§ **What is required**:
Extend the blog post on the history of writing, picking up right after its final sentence.
** start Source text **
Michael J. McDonagh

An established writer who recently went to work becoming an author, trying valiantly to make someone give a damn and chronicling the process.

This is Your Brain on Words Part Two: Evolution (we’re basically a bunch of primates with books).

In this installment of the Brain on Words series, I am taking a look at the history of the human race as it relates to words on paper. Well, most of the time they were on clay tablets, but you know what I mean.

In the beginning, there was the word…

In the great evolutionary scheme of things, language is a new thing. When and where spoken language first happened has been called “the hardest question in science.” Since half the arguments I have with my daughters involve some variant of “I never said that” about something that was or wasn’t said last week, yesterday, or five minutes ago, it’s pretty easy to see why. Even if I had a time machine and a translator and could go back to the day after spoken language really happened for the first time, I’d probably find some protohuman couple standing in front of their cave and hear one of them saying, “I never said that.”

Fortunately, that part doesn’t matter a hell of a lot to us. We don’t need to get caught up in the debate about whether spoken language evolved 1.7 million years ago, as some scholars think, or 200,000 years ago, as others argue. A few even put it at about 40,000 years ago, though discoveries since the 1990s tend to discredit that view. In this analysis, though, we can just agree that it occurred “RFLTA” (a Really Fucking Long Time Ago). What matters is that homo sapiens were communicating through sound RFLTA, which was also a RFLT before they ever tried communicating through something other than sound.

It took a long freaking time for anyone to write that word down…

Writing – using agreed upon symbols to mean something – is so new that, in a evolutionary sense, the paint is still wet. Between grunting “I never said that” and anything we can really call writing, pictograms started showing up on the cave walls. They communicated ideas, but not through an agreed system of “this means that.” Instead, they just depicted the idea by showing exactly what the idea was. There was no reason to standardize them, and you didn’t need to be “literate” in any language to read them. They were, literally, just pictures:

Image

Cave of Altamira, depicting what appears to be a Red Bull Energy Drink product placement, dated to around 15,000 B.C.E.

In other words, pictures, not writing. Over the course of the next 12,000 years, thanks largely to prehistoric humans’ lack of cable TV and internet access, they had plenty of time to think about standardizing those pictures a little bit. If you want to spend all week painting a beautiful picture, that’s one thing. If all you want to do is say there was an animal, there’s really no reason to go all Michelangelo on it.

So, eventually, a rudimentary system for writing developed. We went from pictograms (I drew you a picture) to ideograms (we’ve agreed this picture represents that thing). Sumerian cuneiform, showing up around 3,200 B.C.E., is thought to be the first, with Egyptian Hieroglyphics arriving around the same time. Cuneiform looked like this:

Image

These appear to be want ads from a Sumerian newspaper, and someone is giving away free kittens.
** end Source text **
** start Listed records **
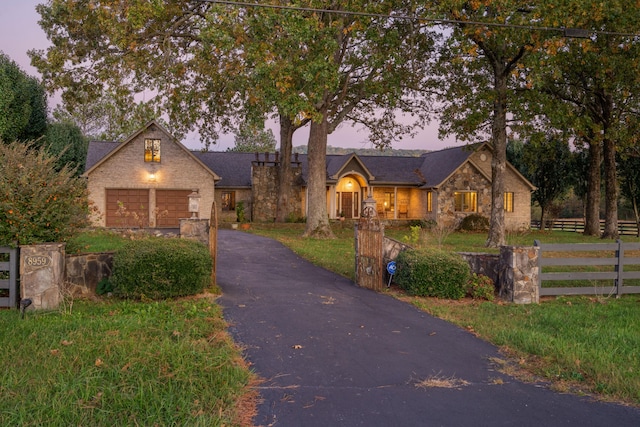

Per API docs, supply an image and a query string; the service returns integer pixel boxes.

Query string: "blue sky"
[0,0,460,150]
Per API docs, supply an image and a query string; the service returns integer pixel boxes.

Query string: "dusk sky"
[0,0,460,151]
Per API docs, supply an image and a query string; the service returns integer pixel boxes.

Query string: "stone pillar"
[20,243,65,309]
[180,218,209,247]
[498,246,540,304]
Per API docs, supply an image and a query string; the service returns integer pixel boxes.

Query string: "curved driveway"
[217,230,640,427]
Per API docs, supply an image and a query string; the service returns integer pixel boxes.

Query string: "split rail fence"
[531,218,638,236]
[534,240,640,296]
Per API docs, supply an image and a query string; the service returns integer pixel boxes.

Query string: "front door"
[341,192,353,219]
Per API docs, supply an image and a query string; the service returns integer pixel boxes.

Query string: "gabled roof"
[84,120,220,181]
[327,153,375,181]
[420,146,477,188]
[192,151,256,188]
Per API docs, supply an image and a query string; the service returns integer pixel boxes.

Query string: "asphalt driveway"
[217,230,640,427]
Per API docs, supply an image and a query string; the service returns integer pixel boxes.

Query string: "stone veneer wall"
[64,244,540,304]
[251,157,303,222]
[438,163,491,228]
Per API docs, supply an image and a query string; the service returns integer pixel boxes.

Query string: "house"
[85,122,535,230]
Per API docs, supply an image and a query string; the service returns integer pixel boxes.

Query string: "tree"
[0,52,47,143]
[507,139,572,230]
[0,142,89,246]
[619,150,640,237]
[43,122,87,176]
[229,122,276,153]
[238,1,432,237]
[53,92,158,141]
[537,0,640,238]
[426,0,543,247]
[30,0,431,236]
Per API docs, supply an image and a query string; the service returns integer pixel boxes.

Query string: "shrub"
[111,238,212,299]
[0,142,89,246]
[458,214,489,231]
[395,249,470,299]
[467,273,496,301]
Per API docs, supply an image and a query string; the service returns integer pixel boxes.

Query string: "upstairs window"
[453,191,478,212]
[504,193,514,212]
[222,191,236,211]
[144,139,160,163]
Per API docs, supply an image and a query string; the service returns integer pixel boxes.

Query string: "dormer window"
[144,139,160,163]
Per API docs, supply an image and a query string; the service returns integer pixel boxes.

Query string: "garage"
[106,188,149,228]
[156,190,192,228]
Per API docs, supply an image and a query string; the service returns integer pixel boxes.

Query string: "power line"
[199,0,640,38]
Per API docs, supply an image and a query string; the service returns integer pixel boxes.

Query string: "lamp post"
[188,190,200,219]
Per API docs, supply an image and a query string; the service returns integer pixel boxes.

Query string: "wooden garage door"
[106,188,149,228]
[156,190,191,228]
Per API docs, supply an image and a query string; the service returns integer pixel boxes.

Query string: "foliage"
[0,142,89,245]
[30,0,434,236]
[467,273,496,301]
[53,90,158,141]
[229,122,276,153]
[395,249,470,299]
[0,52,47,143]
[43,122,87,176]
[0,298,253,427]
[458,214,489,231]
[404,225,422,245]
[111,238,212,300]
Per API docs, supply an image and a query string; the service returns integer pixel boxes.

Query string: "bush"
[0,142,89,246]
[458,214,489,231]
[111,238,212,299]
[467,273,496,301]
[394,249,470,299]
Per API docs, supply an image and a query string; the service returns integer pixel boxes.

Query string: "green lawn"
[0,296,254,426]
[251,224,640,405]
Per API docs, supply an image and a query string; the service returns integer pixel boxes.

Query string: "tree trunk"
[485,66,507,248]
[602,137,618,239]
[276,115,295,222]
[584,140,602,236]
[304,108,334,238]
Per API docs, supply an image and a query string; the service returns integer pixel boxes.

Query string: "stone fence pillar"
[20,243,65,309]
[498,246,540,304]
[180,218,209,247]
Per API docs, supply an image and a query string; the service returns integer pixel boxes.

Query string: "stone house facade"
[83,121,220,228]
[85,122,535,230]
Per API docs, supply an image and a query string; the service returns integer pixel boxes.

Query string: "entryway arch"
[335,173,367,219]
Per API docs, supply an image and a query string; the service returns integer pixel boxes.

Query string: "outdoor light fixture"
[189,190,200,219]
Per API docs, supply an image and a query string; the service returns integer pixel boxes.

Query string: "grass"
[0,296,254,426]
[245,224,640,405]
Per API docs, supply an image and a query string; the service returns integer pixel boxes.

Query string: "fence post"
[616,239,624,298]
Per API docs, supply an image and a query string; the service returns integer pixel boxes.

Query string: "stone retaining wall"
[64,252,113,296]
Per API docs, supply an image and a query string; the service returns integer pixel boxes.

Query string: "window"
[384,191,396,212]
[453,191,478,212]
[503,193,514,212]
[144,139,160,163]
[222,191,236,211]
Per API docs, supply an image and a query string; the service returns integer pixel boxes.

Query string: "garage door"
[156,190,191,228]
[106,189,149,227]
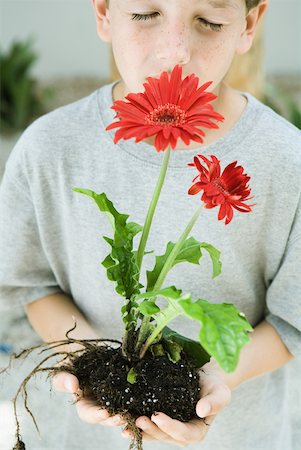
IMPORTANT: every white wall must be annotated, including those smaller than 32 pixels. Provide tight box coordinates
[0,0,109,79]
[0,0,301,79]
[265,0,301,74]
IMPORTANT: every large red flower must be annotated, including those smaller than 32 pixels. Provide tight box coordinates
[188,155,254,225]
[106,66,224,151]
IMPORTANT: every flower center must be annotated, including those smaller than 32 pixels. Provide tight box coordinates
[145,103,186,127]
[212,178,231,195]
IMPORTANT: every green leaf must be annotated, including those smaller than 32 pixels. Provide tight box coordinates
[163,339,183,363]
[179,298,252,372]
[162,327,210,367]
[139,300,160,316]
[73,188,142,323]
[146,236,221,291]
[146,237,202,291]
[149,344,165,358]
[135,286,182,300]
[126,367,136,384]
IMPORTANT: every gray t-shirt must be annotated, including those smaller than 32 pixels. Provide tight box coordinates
** end Listed records **
§ **Answer to the task**:
This still isn’t writing as we know it, but it was a huge step in the right direction. This is certainly not an alphabet. It is a series of pictures that represent nouns and verbs. It was also a huge pain in the ass, with around 2,000 different symbols (although that number dwindled over time).

Ideograms were of limited use themselves, but in them were the seeds for something special. The number of symbols kept dwindling, meaning they had to cover more things. This process seems to have fed on itself until the Egyptians were down to just twenty-two symbols.

Here’s the cool part…

Those symbols no longer represented specific things. They represented sounds. By 2700 B.C.E., Egyptian hieroglyphs each represented a specific syllable that began with a single consonant of their language, plus a vowel (or no vowel) to be supplied by the native speaker. That development is huge. On a whole bunch of different levels.

Why hieroglyphs still matter

Think about this for a second – we (humans) had spoken language between two million years ago and two hundred thousand years ago, depending on who’s estimate you’re using. Not counting the time we also drew pictures on cave walls (since that’s not really “writing”), we had symbols that represented “things” for about five hundred years, total. Then we switched to syllables, the most basic component of human speech. When I say “speech,” I mean sounds we make.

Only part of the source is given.